## PROBLEM REQUIREMENTS
Copy the following records verbatim.

[Records in a dataset]
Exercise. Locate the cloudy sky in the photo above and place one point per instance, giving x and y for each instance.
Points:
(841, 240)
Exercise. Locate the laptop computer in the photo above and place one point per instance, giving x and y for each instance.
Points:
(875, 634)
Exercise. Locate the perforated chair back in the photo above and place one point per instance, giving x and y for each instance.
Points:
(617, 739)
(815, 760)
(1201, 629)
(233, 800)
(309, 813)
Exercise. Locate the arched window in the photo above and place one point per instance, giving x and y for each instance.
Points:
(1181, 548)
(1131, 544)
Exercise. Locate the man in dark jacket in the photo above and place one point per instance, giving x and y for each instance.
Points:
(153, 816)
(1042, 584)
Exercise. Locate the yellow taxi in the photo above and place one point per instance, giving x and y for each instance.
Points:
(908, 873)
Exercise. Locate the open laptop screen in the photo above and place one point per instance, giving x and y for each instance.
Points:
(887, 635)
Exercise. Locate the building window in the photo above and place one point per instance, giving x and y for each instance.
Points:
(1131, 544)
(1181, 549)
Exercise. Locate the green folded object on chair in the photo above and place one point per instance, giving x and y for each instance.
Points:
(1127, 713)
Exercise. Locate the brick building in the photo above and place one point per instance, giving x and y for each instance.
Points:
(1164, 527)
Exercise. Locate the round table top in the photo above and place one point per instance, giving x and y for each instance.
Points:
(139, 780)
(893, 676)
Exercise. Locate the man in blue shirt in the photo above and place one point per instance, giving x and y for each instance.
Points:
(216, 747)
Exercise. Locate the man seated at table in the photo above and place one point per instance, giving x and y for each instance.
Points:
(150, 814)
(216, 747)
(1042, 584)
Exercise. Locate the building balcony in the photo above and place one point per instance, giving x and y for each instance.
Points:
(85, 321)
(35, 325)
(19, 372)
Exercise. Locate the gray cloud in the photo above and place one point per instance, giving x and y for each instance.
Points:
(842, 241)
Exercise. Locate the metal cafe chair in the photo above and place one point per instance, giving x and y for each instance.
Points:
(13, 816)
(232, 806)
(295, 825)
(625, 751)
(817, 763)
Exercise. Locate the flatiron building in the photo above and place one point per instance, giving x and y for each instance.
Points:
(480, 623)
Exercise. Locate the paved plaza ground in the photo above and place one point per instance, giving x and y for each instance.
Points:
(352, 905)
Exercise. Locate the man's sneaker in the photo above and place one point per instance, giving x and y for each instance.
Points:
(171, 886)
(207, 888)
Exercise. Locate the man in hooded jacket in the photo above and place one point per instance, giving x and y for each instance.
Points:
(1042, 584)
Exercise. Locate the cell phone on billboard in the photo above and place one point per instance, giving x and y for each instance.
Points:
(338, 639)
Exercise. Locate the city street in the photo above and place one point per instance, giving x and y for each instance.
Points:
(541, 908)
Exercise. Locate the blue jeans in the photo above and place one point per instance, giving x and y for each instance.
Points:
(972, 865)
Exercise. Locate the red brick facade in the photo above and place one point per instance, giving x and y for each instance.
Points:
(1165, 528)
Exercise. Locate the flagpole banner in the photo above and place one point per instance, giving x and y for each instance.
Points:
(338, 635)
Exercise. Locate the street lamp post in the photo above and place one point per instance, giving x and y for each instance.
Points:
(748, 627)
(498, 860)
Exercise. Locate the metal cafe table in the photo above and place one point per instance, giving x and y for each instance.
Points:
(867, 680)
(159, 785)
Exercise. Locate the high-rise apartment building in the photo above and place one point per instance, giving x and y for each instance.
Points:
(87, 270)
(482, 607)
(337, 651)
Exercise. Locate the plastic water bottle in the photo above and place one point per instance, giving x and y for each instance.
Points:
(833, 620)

## WORKED ANSWER
Exercise. Locate the cloudy sky in the photo above and place one point per instance, giving x and y for each instance.
Points:
(841, 240)
Exercise. Locate the laptop computer in the photo above and place one point per instance, giving x and y for each instance.
Points:
(875, 634)
Exercise. Locate the perforated chair back in the photo above and place one point per instance, giving x and y for each instance.
Points:
(617, 739)
(815, 760)
(1201, 629)
(233, 800)
(309, 813)
Exercise. Locate the arched window in the photo above and place one point per instance, giving x and y for each instance.
Points:
(1181, 548)
(1131, 544)
Exercise. Locate the man in dark jacket in the photo above and place one point per instance, giving x and y for each instance.
Points:
(153, 816)
(1042, 584)
Exercise. Locate the yellow taxi in the photo above and place one point per instance, giving x and y for each instance.
Points:
(908, 873)
Exercise. Locate the open laptop screen in the photo above and place one point per instance, giving x and y for each instance.
Points:
(887, 635)
Exercise. Locate the building window in the photo above and place one point per instance, giving x and y for each instance.
Points:
(1131, 544)
(1181, 549)
Exercise. Locate the green folded object on chair in the photo above and place one point per instance, giving x and y for each instance.
Points:
(1127, 713)
Exercise. Locate the brick building in the photo above and place one point per instance, giving x and y for each instance.
Points:
(1164, 527)
Exercise. Locate the round table top in the photo above and place one point per instance, giving x and y for each instance.
Points:
(139, 780)
(893, 676)
Exercise. Locate the man in blue shirt in the photo above and place one point per instance, giving x and y for each instance.
Points:
(216, 747)
Exercise. Locate the man seated at table in the photo above and place one point per instance, giving x and y for each instance.
Points:
(150, 814)
(216, 747)
(1042, 584)
Exercise. Locate the building balcony in the photo above and place one point per instance, giving x and y for each instance.
Points:
(85, 321)
(35, 325)
(19, 372)
Exercise. Locate the gray cloud in the photo above and place one point per instance, giving x and y for each instance.
Points:
(842, 241)
Exercise. Locate the metal cafe chair in the photo above and place one point per instance, giving x and y for each instance.
Points:
(13, 816)
(232, 806)
(295, 825)
(625, 751)
(817, 763)
Exercise. Locate the flatiron building in the photo above and place one point per instance, giving x and y for each instance.
Points:
(480, 623)
Exercise. Locate the paved plaza ground in the photo above and place one point per instance, giving x and y for each instance.
Points:
(352, 905)
Exercise. Locate the man's sneaker in the photo above and place one point per instance, giving x and y for each instance.
Points:
(171, 886)
(207, 888)
Exercise. Locate the man in hooded jacket in the photo above and place one point per instance, giving x and y for each instance.
Points:
(1042, 584)
Exercise. Locate the cell phone on billboard in the photo above and place one point per instance, giving x and y for each instance.
Points:
(338, 639)
Exercise. Locate the city street in the photo above and place one point per instance, giving x and y for each instance.
Points:
(541, 908)
Exercise. Locate the blue jeans in the photo above and place one point per instance, giving x and y for each instance.
Points:
(972, 865)
Exercise. Locate the red brick facade in the photo above and place one point per instance, giving x and y for each instance.
Points:
(1165, 528)
Exercise. Locate the flagpole banner in the photo above and place one point per instance, giving x and y for each instance.
Points:
(338, 635)
Exercise. Locate the street lamp post in the photo above and place one point per instance, giving x and y for each instance.
Points:
(748, 627)
(498, 860)
Exercise. Locate the metal cafe table in the photo above and place one point per instance, giving x and y for each instance.
Points:
(867, 680)
(159, 785)
Exercise. Locate the high-rise apartment building in the photo above and place one point per instance, giving x and y for each instance.
Points:
(87, 270)
(482, 607)
(337, 651)
Exercise. Locate the plastic water bottle in the photo above and place one point per instance, giving x and y for each instance.
Points:
(833, 620)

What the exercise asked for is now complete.